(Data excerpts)
★ ★ ★ ★
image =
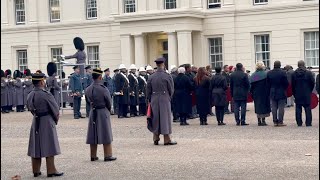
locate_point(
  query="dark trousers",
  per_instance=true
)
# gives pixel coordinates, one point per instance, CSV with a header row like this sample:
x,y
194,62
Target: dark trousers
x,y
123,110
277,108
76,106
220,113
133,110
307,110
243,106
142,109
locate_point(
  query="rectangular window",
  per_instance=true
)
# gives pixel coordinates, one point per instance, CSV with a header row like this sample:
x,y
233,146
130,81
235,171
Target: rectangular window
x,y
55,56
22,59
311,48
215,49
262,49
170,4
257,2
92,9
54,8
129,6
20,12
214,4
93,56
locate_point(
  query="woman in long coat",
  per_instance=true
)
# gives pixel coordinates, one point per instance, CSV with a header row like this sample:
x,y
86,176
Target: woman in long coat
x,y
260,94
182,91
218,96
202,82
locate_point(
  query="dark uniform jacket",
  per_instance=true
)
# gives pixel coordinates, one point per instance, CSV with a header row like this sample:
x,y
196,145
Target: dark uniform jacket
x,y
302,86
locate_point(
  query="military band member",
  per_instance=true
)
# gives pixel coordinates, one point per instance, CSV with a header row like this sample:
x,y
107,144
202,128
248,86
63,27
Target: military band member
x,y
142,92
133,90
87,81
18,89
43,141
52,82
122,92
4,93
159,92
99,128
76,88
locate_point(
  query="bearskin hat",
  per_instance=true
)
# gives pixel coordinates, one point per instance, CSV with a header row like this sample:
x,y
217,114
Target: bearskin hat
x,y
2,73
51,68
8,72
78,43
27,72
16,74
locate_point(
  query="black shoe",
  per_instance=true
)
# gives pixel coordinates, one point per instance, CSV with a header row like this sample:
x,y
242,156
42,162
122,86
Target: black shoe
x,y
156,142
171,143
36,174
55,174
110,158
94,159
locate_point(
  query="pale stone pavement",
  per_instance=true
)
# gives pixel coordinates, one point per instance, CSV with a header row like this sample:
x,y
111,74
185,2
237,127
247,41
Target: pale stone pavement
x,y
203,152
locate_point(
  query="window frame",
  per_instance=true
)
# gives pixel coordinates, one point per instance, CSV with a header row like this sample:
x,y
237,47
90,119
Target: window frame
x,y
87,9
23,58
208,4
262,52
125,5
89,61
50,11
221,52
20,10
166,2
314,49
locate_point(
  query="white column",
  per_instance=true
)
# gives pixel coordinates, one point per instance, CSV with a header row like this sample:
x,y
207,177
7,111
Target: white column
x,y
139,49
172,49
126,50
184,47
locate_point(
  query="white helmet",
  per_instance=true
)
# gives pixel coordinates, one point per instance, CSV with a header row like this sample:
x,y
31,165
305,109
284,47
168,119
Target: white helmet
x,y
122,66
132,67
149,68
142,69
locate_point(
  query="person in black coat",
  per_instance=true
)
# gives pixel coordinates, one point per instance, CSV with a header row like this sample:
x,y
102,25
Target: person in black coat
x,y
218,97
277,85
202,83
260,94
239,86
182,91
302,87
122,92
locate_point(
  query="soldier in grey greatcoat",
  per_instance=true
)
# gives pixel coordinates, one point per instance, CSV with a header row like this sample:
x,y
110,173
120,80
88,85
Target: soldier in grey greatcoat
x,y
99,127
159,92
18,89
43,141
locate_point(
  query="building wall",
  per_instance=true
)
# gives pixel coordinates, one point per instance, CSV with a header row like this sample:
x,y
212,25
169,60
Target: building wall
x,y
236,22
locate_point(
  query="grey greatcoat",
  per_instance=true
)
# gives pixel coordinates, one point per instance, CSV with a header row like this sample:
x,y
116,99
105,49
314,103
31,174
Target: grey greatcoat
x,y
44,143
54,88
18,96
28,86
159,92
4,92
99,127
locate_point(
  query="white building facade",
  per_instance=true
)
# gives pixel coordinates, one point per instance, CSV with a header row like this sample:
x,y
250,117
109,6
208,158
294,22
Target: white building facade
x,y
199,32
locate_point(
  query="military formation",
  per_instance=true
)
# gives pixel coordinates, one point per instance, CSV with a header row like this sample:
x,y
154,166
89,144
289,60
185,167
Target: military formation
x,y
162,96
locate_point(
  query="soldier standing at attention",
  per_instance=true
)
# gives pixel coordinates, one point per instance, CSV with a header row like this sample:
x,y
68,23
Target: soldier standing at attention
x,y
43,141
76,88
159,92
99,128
★ ★ ★ ★
Task details:
Set down all records verbatim, omitting images.

Written answer:
image =
locate_point(
  query="dark trousers",
  per_instance=true
)
# gives pixel coordinates, one point per instance, CSV with a header row like this sample:
x,y
194,62
Target: dark trousers
x,y
123,110
277,108
76,106
220,113
133,110
307,110
243,106
142,109
locate_point(
  query="rectangular window",
  per_instance=true
)
# gives pixel coordinates, one point per instance, CSV with a header row like this sample:
x,y
233,146
130,81
235,171
Target: rectangular window
x,y
55,56
22,59
311,48
215,49
262,49
170,4
257,2
92,9
54,8
129,6
20,12
214,4
93,56
locate_point(
  query="woman in long coat",
  per_instance=true
)
# gives pixel coordinates, one point per instance, CSV with a header row like this sample:
x,y
86,176
Target: woman in long coat
x,y
260,94
182,91
218,96
202,82
locate_point(
  query="dark uniform jacket",
  per_instance=true
)
# gives pixel coordinates, one point per instance, CSV with a header row like this sample:
x,y
196,145
Target: dark uniform jacket
x,y
302,86
locate_point(
  query="military band member",
  per_instance=true
)
# gives pixel coordinates, one point per instance, CSV with a header row like this sample:
x,y
107,144
202,128
248,86
63,27
Target: military band member
x,y
142,92
133,90
87,81
18,89
43,141
52,82
122,92
4,93
159,92
99,128
76,88
locate_point(
  query="bearskin hat",
  per_instance=true
)
# gives pixel coordinates, one point per instance, CSV with a header row like this sample:
x,y
217,114
Target: bearskin hat
x,y
2,73
51,68
8,72
78,43
27,72
16,74
locate_point(
  query="black shoe",
  per_instance=true
)
# gives pixel coordinates, one point per instance, CSV with a header row like this sample:
x,y
242,156
42,162
122,86
Target: black shoe
x,y
156,142
171,143
36,174
55,174
110,158
94,159
locate_point(
  query="pale stone pavement",
  per_instance=true
)
# gives pixel coordinates, one point per instance, CSV with a header row like this sample:
x,y
111,74
185,2
237,127
247,41
Target: pale stone pavement
x,y
203,152
locate_point(
  query="window frame",
  per_instance=true
)
# gives pixel coordinates, one point per instance, CSV with a header row like this sample:
x,y
237,47
90,119
Target: window frame
x,y
87,9
23,58
208,4
262,52
125,5
89,61
50,11
221,52
20,10
166,2
314,49
locate_point(
  query="white column",
  per_instance=true
)
# gives pixel coordinates, one point per instance, CSV with a header row like this sample:
x,y
207,177
7,111
Target: white column
x,y
139,49
172,49
126,50
184,47
locate_point(
  query="white helmet",
  per_instance=true
)
# gives pixel coordinates, one point per instance, CSV with a header row like this sample:
x,y
31,165
305,109
284,47
168,119
Target: white helmet
x,y
122,66
132,67
149,68
142,69
locate_point(
  query="person in black coat",
  per_instance=true
)
# gives pixel coordinates, one point per instance, CSV with a header row like this sample:
x,y
102,25
Target: person in black coat
x,y
218,97
277,85
202,83
260,94
239,86
182,91
302,87
122,92
locate_point(
  query="soldier in grey greatcoat",
  per_instance=true
)
# gives pixel coordinates, one point per instance, CSV with a header row like this sample:
x,y
110,173
120,80
88,85
Target: soldier in grey greatcoat
x,y
99,127
159,92
18,89
43,141
locate_point(
  query="building wall",
  per_instance=true
)
# gives pixel coordinates, one point per instance, CSV with a header row like this sample:
x,y
212,25
169,60
Target: building wall
x,y
236,22
locate_point(
  query="grey greatcoat",
  per_instance=true
)
# gives pixel coordinates, one point per instance, CSV with a header row like this sample:
x,y
116,99
105,49
314,103
31,174
Target: grey greatcoat
x,y
44,143
54,88
18,96
28,86
159,92
4,92
99,127
locate_point(
  query="white building facade",
  per_instance=true
)
# gives pixel coordinates, one point per instance, CSV with a header row like this sample:
x,y
250,117
109,6
208,158
294,22
Target: white building facade
x,y
199,32
locate_point(
  query="military formation",
  per_instance=true
)
# gives pixel coordinates, one point per instance, CSV with a header row like this sample:
x,y
154,166
89,144
289,60
185,167
Target: military formation
x,y
162,96
locate_point(
  query="soldier standing at attention",
  per_instance=true
)
# gives pixel coordinates, one point per instance, CSV with a header row like this sample:
x,y
68,23
Target: soldier standing at attention
x,y
43,141
76,88
159,92
99,128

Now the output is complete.